[Task goal]: Copy the data from the beginning through the line with "xmin=677 ymin=460 xmax=823 ymax=528", substituting "metal locker" for "white locker" and keeping everything else the same. Omit the pictures from your copy.
-- BEGIN Data shown --
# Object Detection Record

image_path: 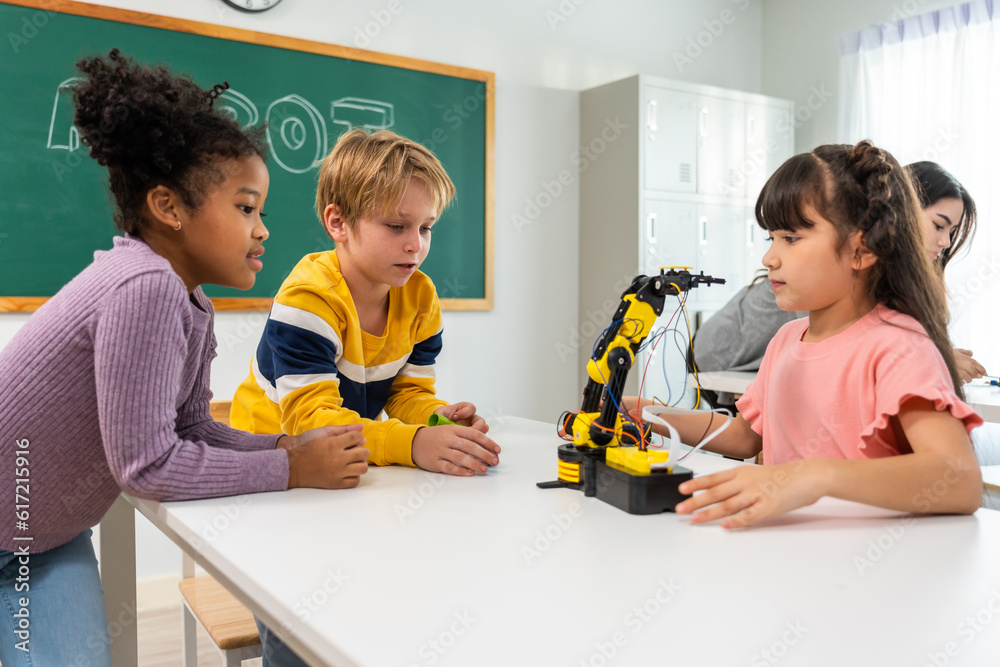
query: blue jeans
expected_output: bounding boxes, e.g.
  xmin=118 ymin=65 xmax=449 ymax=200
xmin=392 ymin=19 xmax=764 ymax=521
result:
xmin=256 ymin=616 xmax=309 ymax=667
xmin=0 ymin=528 xmax=111 ymax=667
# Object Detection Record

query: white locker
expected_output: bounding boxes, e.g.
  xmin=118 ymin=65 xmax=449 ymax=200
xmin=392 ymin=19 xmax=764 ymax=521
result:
xmin=641 ymin=86 xmax=697 ymax=193
xmin=690 ymin=204 xmax=747 ymax=309
xmin=640 ymin=200 xmax=698 ymax=275
xmin=741 ymin=103 xmax=792 ymax=201
xmin=577 ymin=75 xmax=793 ymax=407
xmin=698 ymin=95 xmax=746 ymax=198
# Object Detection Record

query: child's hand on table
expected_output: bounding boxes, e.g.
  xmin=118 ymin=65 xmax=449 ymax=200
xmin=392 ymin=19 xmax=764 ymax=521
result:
xmin=955 ymin=347 xmax=986 ymax=382
xmin=434 ymin=401 xmax=490 ymax=433
xmin=278 ymin=424 xmax=368 ymax=489
xmin=412 ymin=414 xmax=500 ymax=477
xmin=677 ymin=460 xmax=823 ymax=528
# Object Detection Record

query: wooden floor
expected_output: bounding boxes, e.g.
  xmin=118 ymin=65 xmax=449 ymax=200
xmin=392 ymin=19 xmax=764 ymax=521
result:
xmin=138 ymin=607 xmax=261 ymax=667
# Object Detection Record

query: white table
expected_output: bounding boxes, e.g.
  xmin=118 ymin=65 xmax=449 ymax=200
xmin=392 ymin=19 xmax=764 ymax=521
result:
xmin=125 ymin=418 xmax=1000 ymax=667
xmin=962 ymin=380 xmax=1000 ymax=422
xmin=688 ymin=371 xmax=1000 ymax=422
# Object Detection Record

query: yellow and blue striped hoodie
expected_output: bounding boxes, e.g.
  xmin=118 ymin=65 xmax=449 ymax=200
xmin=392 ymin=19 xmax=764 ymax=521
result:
xmin=231 ymin=250 xmax=447 ymax=466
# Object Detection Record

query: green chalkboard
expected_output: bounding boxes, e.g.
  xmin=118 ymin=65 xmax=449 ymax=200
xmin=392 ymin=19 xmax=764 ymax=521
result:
xmin=0 ymin=0 xmax=493 ymax=310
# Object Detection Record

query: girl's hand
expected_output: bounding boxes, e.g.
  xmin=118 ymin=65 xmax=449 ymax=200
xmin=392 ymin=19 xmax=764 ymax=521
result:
xmin=955 ymin=347 xmax=986 ymax=382
xmin=620 ymin=396 xmax=653 ymax=419
xmin=278 ymin=424 xmax=368 ymax=489
xmin=434 ymin=401 xmax=492 ymax=434
xmin=411 ymin=426 xmax=500 ymax=477
xmin=677 ymin=460 xmax=824 ymax=528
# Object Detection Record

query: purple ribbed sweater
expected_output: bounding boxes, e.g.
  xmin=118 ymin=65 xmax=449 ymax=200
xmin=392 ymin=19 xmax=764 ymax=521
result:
xmin=0 ymin=237 xmax=288 ymax=552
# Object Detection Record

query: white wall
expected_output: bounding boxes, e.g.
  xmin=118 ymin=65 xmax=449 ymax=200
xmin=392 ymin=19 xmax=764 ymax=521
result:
xmin=760 ymin=0 xmax=958 ymax=153
xmin=0 ymin=0 xmax=761 ymax=577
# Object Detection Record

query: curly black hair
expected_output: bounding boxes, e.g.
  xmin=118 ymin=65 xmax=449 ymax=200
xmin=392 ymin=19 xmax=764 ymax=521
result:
xmin=73 ymin=49 xmax=266 ymax=237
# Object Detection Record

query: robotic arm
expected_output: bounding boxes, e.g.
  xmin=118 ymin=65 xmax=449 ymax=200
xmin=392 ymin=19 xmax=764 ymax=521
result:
xmin=564 ymin=268 xmax=725 ymax=448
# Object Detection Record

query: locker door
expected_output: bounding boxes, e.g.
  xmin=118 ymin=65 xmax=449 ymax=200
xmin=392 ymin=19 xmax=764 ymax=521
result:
xmin=743 ymin=104 xmax=793 ymax=200
xmin=641 ymin=86 xmax=697 ymax=193
xmin=698 ymin=95 xmax=746 ymax=197
xmin=690 ymin=204 xmax=747 ymax=310
xmin=639 ymin=200 xmax=698 ymax=275
xmin=743 ymin=208 xmax=771 ymax=284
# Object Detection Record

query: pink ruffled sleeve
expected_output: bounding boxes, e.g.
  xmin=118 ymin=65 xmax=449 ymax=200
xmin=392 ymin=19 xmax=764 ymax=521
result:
xmin=859 ymin=330 xmax=983 ymax=456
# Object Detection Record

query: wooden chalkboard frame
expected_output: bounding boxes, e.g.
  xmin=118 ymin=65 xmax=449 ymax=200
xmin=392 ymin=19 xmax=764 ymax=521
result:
xmin=0 ymin=0 xmax=496 ymax=312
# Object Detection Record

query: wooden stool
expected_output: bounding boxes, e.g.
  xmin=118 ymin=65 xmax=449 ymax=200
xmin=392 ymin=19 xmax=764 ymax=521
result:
xmin=178 ymin=401 xmax=261 ymax=667
xmin=179 ymin=576 xmax=261 ymax=667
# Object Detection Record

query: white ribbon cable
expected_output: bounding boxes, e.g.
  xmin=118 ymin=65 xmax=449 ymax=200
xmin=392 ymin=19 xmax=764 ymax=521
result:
xmin=642 ymin=405 xmax=733 ymax=465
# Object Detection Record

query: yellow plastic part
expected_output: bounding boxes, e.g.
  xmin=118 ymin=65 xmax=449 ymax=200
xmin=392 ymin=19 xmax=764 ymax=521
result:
xmin=558 ymin=461 xmax=580 ymax=484
xmin=605 ymin=447 xmax=670 ymax=475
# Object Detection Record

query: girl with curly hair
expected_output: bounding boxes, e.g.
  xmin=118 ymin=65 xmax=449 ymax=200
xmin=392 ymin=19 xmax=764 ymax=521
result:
xmin=0 ymin=49 xmax=368 ymax=667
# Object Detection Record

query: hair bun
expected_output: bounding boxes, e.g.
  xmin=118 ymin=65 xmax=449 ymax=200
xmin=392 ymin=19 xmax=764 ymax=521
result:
xmin=847 ymin=139 xmax=895 ymax=182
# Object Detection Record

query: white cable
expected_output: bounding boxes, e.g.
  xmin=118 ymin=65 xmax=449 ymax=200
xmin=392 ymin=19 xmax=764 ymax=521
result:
xmin=642 ymin=405 xmax=733 ymax=466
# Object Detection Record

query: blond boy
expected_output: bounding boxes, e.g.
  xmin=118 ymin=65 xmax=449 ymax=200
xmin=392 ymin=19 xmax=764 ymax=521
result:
xmin=231 ymin=130 xmax=500 ymax=475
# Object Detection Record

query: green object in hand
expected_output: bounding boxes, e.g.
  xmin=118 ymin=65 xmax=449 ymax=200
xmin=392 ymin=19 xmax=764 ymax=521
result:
xmin=427 ymin=412 xmax=458 ymax=426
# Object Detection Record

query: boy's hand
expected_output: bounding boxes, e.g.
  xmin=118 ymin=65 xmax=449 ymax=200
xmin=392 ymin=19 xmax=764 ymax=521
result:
xmin=677 ymin=460 xmax=824 ymax=528
xmin=411 ymin=426 xmax=500 ymax=477
xmin=955 ymin=347 xmax=986 ymax=382
xmin=434 ymin=402 xmax=492 ymax=442
xmin=278 ymin=424 xmax=368 ymax=489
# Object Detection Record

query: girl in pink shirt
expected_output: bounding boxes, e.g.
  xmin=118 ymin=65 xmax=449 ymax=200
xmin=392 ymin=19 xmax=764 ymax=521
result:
xmin=626 ymin=141 xmax=982 ymax=528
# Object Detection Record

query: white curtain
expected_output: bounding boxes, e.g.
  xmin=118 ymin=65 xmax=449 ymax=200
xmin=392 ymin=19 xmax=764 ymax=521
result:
xmin=839 ymin=0 xmax=1000 ymax=375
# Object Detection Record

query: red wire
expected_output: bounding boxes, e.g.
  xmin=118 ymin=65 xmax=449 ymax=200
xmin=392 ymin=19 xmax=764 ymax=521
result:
xmin=626 ymin=305 xmax=682 ymax=450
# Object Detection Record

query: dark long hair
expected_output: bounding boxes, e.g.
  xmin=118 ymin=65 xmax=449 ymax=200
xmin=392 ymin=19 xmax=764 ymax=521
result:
xmin=906 ymin=161 xmax=976 ymax=271
xmin=756 ymin=141 xmax=962 ymax=396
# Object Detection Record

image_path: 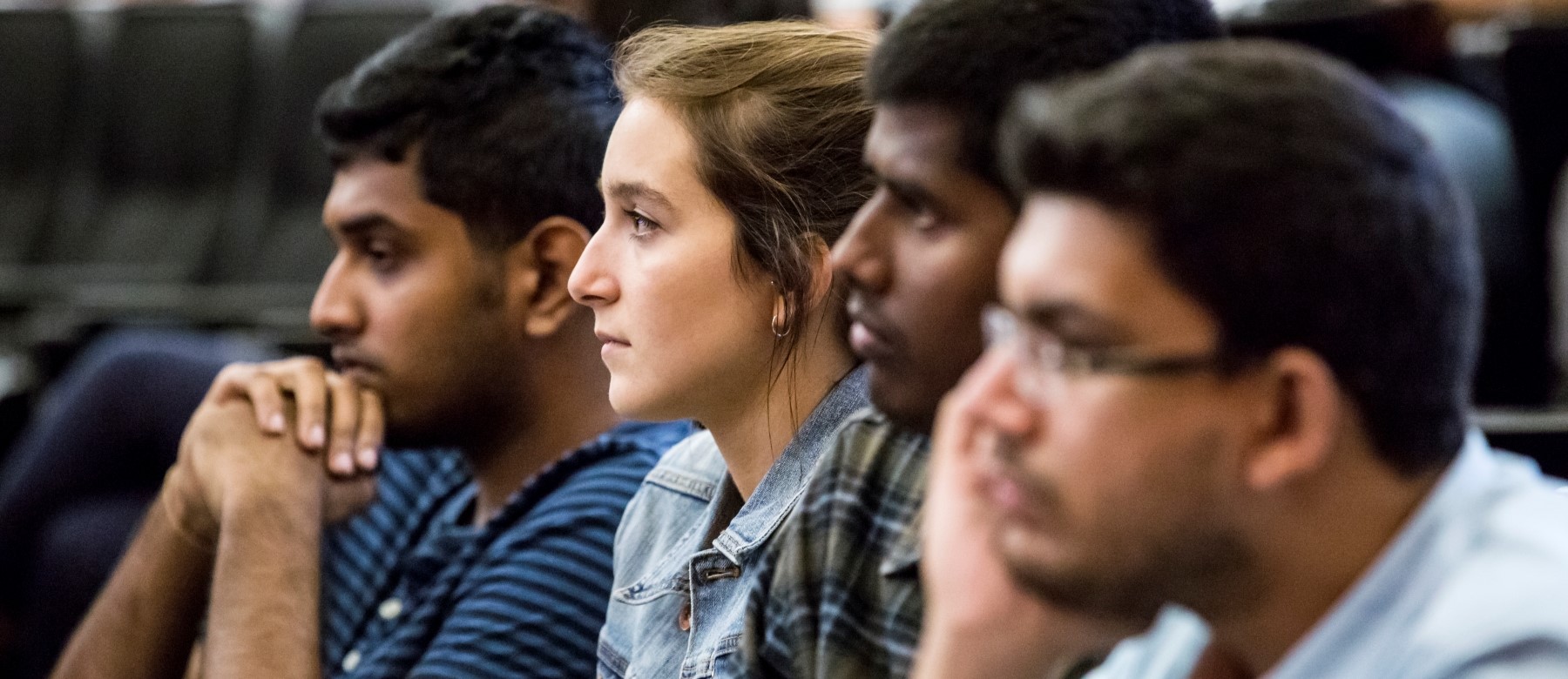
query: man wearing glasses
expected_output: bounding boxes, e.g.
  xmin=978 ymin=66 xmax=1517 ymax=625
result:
xmin=916 ymin=43 xmax=1568 ymax=679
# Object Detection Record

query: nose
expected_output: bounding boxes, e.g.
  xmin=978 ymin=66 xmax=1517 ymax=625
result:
xmin=966 ymin=342 xmax=1044 ymax=439
xmin=833 ymin=193 xmax=892 ymax=293
xmin=566 ymin=229 xmax=621 ymax=309
xmin=310 ymin=252 xmax=365 ymax=342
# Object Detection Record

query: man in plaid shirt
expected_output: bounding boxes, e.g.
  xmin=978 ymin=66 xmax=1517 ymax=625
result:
xmin=743 ymin=0 xmax=1220 ymax=677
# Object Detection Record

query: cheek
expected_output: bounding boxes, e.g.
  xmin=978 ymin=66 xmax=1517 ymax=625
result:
xmin=605 ymin=238 xmax=772 ymax=419
xmin=1024 ymin=389 xmax=1217 ymax=523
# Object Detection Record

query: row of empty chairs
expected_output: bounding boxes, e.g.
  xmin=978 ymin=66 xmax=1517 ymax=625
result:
xmin=0 ymin=4 xmax=429 ymax=342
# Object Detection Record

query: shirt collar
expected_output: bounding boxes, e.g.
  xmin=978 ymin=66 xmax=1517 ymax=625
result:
xmin=1270 ymin=430 xmax=1501 ymax=677
xmin=713 ymin=366 xmax=868 ymax=564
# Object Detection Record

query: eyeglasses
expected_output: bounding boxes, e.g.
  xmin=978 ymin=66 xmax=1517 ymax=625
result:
xmin=982 ymin=304 xmax=1220 ymax=400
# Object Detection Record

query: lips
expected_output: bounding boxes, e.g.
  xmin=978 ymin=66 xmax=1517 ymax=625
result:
xmin=976 ymin=441 xmax=1060 ymax=528
xmin=333 ymin=346 xmax=381 ymax=386
xmin=592 ymin=329 xmax=632 ymax=346
xmin=592 ymin=329 xmax=632 ymax=360
xmin=847 ymin=295 xmax=897 ymax=362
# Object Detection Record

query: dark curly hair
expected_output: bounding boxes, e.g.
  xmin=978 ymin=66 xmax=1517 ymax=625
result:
xmin=317 ymin=4 xmax=621 ymax=249
xmin=1002 ymin=41 xmax=1482 ymax=475
xmin=867 ymin=0 xmax=1223 ymax=188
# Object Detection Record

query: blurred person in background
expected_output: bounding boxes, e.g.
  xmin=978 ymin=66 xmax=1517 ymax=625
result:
xmin=743 ymin=0 xmax=1220 ymax=677
xmin=916 ymin=43 xmax=1568 ymax=679
xmin=57 ymin=6 xmax=686 ymax=677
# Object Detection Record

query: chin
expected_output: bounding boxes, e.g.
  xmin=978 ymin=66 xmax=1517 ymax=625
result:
xmin=610 ymin=375 xmax=668 ymax=422
xmin=870 ymin=370 xmax=936 ymax=431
-- END Data shown --
[Worked answer]:
# Object Detection Record

image_path: 
query: blue jeans
expected_output: bounding boxes, e.g.
  xmin=118 ymin=65 xmax=449 ymax=200
xmin=392 ymin=19 xmax=764 ymax=521
result:
xmin=256 ymin=616 xmax=309 ymax=667
xmin=0 ymin=528 xmax=111 ymax=667
# Object Detection Record

query: metal locker
expected_output: bounding boxes, e.g.
  xmin=118 ymin=65 xmax=449 ymax=200
xmin=392 ymin=19 xmax=764 ymax=521
result:
xmin=641 ymin=86 xmax=697 ymax=193
xmin=690 ymin=204 xmax=747 ymax=309
xmin=640 ymin=200 xmax=698 ymax=275
xmin=741 ymin=103 xmax=792 ymax=201
xmin=577 ymin=75 xmax=793 ymax=407
xmin=698 ymin=95 xmax=746 ymax=198
# Object Detection Record

query: child's hand on table
expected_output: bounding boxes, e.g.
  xmin=118 ymin=65 xmax=449 ymax=200
xmin=392 ymin=19 xmax=764 ymax=521
result:
xmin=955 ymin=347 xmax=986 ymax=382
xmin=434 ymin=401 xmax=490 ymax=433
xmin=278 ymin=424 xmax=368 ymax=489
xmin=412 ymin=414 xmax=500 ymax=477
xmin=677 ymin=460 xmax=823 ymax=528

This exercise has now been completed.